* Requirement 1
From the journal entries, return the part that opens with the words containing "yesterday rocked" and closes with "air conditioning tonight!".
* Requirement 2
In the journal entries, which Kingdom A&S publication did the writer become the new editor of?
* Requirement 3
In the journal entries, list every activity the writer names under the heading "yesterday rocked."
[Begin Quoted text]
David- You now know how much I missed you.  Different countries seperated us, but my heart always tied myself to you. 

I can not explain the hole that has been torn into my soul. I only  find comfort in that now you are with those who understand and love you for who you are.
Rest well Brother in my heart.

Au Revoir dear father,

sadness
Today, 
A man who changed my SCA life passed on. Master Henry MacQueen, My Laurel father greeted the setting sun and walked over the rainbow bridge. I am awash of so much emotion that I can't process it. A fine man, a special soul, a mentor - a friend.

Yeah. It's been a while.


LJ has had some posting problems for me. Not posting my updated status from other sources and I was too busy to try to figure it out.

Holy crap- the dermatology business has been booming. I've been putting in extended  hours as they come. Taking advantage of the money for the leaner months (November and December).

In other news, it's been a whirlwind of activity in the SCA. My cooking and scribal gathers are still occurring each month, with cooking gather being the most direct success.

I can say how much it makes me happy to have like minded medieval cooks of all abilities in the same room creating together. Everyone pitches in and everyone learns- This is what I always wanted to have in NY. There are so many people who have something to say/share in a non formal setting. Everyone comes away with a question answered, a lesson shared, and something yummy to eat.

This is the best place to try out that recipe you know won't fly in a generic SCA feast.

Scribal gather needs some overhaul though. I had wanted it to be in a format similar to cooks, but scribes seem to be of a more solitary nature. So, it looks as if a MORE formal classroom like atmosphere may be in the working. Local scribes to Bhakail- if you are here, let me know what you think.

The good that came out of this? Hubby is doing scrolls again- and he's doing awesome ones. Keeping him to local scrolls right now.

And- I've renewed my membership in the SCA. For those that know me- there is only ONE reason I'd do this. 

Yes. I have a job. New editor of the Kingdom A&S publication - Ars Scientia Orientalis

The outgoing editor had a severe attack of life, so I stepped in.

I am not going to war- so I can spend my free weeks actually pulling something together from what was transferred to me recently.


I really missed working with newsletters. I wanted to see if I could keep this active. It's had a choppy existence so far.

All this Sca stuff AND continuing to explore my new home state (which is still AWESOME BTW) on my free weekends has kept me out of trouble and happy. 

So- it's been busy, with the future looking busy as well, and that's okay with me.

yesterday rocked


Lunch at Vietnam in Philadelphia with a friend from Connecticut
Yummy things procured from Reading Terminal Market
Free Shakespeare in the Willows Mansion Park in Radnor (Love's Labour Lost)

Jul. 8th, 2012


Today's rocks.
1. My Sunday was awesome. See G+/Facebook pictures. (This is the first day of my weekend)
2. Made sugar free candied ginger for me. I love this stuff and it helps with my sugar cravings.
3.Might actually sleep in NO air conditioning tonight!

Status of me and Rocks!


Yup. It's been hot. Dealing with swelling and resulting neuropathy (my usual summer stuff) while working full time and NOT sitting down all day. Challenging.
[End Quoted text]
[Begin Supplied material]
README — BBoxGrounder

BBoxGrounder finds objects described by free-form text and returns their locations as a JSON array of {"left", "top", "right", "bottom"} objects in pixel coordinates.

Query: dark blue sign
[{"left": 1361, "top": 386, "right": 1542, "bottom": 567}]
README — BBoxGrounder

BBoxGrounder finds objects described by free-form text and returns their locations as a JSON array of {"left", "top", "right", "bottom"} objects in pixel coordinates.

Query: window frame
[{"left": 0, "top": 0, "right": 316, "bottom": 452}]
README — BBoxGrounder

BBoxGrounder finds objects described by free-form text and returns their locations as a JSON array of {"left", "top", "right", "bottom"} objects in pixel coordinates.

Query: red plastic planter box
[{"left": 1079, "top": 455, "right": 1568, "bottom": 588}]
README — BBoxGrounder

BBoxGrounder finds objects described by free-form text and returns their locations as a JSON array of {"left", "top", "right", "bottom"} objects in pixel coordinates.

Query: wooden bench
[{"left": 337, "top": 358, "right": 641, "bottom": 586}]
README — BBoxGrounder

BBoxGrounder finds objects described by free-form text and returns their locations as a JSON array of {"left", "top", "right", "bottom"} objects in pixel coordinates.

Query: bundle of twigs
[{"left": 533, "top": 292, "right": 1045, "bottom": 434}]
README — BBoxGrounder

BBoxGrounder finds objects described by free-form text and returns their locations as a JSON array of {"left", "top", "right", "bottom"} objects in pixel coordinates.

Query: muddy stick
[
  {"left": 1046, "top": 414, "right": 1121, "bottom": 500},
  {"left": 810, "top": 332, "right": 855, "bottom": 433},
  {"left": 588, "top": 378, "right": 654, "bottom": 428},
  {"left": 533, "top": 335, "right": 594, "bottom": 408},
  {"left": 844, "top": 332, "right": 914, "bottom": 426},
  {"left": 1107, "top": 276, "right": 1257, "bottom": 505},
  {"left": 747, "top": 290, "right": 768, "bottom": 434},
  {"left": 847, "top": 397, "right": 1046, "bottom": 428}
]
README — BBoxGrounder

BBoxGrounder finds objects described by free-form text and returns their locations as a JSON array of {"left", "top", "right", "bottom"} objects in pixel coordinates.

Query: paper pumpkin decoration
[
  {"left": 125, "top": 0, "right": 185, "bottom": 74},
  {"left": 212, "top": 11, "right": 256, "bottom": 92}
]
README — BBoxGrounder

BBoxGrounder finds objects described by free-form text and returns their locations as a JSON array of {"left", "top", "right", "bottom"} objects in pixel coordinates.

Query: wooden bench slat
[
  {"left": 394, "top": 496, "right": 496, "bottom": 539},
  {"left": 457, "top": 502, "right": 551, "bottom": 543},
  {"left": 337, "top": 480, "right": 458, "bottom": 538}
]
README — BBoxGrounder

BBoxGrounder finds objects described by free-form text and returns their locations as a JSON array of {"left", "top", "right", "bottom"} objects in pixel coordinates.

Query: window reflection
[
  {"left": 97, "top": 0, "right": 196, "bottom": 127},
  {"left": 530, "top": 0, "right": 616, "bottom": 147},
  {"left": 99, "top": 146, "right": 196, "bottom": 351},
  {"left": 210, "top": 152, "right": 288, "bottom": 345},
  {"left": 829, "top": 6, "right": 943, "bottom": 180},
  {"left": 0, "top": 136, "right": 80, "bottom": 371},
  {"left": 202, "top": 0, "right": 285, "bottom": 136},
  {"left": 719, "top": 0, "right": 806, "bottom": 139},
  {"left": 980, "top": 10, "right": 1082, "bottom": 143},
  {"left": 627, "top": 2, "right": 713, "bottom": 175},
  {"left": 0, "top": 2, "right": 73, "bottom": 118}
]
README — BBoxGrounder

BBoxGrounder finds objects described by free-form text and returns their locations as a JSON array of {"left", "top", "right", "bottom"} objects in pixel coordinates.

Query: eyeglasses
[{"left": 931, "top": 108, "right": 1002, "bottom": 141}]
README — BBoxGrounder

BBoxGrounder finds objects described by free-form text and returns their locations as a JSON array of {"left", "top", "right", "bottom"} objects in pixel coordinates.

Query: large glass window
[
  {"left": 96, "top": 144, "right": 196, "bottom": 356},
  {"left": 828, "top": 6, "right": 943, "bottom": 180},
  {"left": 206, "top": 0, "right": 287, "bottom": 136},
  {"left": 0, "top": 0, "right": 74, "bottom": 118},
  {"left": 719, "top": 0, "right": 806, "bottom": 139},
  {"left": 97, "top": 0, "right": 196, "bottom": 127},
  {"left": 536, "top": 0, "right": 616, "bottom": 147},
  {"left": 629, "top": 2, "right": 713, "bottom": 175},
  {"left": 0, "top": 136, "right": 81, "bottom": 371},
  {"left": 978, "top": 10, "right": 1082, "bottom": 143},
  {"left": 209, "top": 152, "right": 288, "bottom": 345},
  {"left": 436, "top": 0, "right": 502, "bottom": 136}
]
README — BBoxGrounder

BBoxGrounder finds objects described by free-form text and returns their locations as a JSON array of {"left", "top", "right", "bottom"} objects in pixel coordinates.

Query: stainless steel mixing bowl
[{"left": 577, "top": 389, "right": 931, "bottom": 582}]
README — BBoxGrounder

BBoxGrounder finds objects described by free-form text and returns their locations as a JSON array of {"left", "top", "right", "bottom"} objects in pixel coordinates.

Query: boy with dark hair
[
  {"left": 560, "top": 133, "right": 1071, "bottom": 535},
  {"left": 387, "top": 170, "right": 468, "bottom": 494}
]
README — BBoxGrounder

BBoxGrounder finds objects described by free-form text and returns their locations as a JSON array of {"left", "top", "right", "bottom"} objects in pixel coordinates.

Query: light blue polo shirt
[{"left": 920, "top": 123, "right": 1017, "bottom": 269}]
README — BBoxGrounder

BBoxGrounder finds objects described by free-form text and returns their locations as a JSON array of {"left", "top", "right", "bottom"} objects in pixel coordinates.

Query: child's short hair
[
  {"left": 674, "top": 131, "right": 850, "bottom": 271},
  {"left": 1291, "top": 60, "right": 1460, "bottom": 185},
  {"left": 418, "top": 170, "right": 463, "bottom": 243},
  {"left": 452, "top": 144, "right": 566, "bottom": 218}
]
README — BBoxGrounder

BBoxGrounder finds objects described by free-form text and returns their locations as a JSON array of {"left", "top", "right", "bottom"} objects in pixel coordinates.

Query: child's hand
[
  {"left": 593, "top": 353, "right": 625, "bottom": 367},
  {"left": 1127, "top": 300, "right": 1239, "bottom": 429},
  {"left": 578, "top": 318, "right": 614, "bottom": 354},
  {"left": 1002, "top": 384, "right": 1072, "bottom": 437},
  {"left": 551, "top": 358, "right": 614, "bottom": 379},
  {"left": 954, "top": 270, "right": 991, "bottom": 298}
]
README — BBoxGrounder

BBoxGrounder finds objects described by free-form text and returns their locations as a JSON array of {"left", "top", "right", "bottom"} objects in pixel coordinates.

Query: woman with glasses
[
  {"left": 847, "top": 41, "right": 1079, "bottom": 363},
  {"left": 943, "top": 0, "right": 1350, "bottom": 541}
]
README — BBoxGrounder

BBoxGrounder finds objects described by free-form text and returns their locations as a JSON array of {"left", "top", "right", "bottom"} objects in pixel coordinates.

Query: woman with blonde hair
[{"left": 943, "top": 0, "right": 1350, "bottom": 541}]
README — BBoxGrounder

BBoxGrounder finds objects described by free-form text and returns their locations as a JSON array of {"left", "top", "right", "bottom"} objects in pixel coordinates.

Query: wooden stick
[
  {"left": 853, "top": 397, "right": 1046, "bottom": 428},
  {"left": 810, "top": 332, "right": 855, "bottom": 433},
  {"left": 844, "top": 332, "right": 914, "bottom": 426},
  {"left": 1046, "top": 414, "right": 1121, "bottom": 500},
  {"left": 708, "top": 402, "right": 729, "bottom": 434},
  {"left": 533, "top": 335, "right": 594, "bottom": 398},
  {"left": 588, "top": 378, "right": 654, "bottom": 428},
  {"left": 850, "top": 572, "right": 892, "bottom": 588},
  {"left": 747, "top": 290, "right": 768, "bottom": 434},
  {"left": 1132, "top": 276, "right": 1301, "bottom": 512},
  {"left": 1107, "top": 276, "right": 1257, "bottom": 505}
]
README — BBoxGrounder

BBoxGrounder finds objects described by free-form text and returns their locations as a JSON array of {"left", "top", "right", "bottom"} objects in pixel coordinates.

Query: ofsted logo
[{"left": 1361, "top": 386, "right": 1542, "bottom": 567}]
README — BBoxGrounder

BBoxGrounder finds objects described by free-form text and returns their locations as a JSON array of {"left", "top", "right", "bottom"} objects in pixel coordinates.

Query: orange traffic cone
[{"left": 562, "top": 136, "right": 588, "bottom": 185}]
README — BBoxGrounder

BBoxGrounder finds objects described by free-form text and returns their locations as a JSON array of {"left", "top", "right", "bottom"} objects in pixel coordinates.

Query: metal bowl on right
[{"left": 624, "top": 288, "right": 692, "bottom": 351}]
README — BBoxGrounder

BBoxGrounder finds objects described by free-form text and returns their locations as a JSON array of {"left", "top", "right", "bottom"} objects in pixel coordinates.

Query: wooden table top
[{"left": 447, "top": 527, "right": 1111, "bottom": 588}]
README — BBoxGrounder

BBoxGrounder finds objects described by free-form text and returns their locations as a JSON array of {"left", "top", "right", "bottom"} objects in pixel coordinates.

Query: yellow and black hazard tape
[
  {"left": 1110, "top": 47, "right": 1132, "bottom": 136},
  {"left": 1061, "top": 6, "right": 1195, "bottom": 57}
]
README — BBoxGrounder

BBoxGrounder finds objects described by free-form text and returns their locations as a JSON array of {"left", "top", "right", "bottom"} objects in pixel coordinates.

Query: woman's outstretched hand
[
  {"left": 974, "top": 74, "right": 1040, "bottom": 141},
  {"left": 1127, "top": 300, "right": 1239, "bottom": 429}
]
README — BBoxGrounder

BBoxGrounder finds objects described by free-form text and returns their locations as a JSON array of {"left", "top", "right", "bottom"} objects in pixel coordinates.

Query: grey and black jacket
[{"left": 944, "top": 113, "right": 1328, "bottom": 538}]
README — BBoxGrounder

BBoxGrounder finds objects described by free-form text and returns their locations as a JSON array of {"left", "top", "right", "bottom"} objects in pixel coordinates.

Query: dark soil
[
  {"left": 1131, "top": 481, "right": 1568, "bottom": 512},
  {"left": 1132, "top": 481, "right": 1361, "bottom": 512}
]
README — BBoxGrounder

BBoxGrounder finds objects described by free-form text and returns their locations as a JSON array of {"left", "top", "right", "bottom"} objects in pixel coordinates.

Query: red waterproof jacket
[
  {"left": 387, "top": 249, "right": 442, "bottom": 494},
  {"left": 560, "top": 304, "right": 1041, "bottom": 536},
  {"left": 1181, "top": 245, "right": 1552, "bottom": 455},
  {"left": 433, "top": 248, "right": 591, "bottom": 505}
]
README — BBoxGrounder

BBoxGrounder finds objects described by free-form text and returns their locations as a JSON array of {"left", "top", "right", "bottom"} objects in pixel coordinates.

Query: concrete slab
[End Supplied material]
* Exercise answer 1
yesterday rocked


Lunch at Vietnam in Philadelphia with a friend from Connecticut
Yummy things procured from Reading Terminal Market
Free Shakespeare in the Willows Mansion Park in Radnor (Love's Labour Lost)

Jul. 8th, 2012


Today's rocks.
1. My Sunday was awesome. See G+/Facebook pictures. (This is the first day of my weekend)
2. Made sugar free candied ginger for me. I love this stuff and it helps with my sugar cravings.
3.Might actually sleep in NO air conditioning tonight!

* Exercise answer 2
Ars Scientia Orientalis

* Exercise answer 3
- Lunch at Vietnam in Philadelphia with a friend from Connecticut
- Yummy things procured from Reading Terminal Market
- Free Shakespeare in the Willows Mansion Park in Radnor (Love's Labour Lost)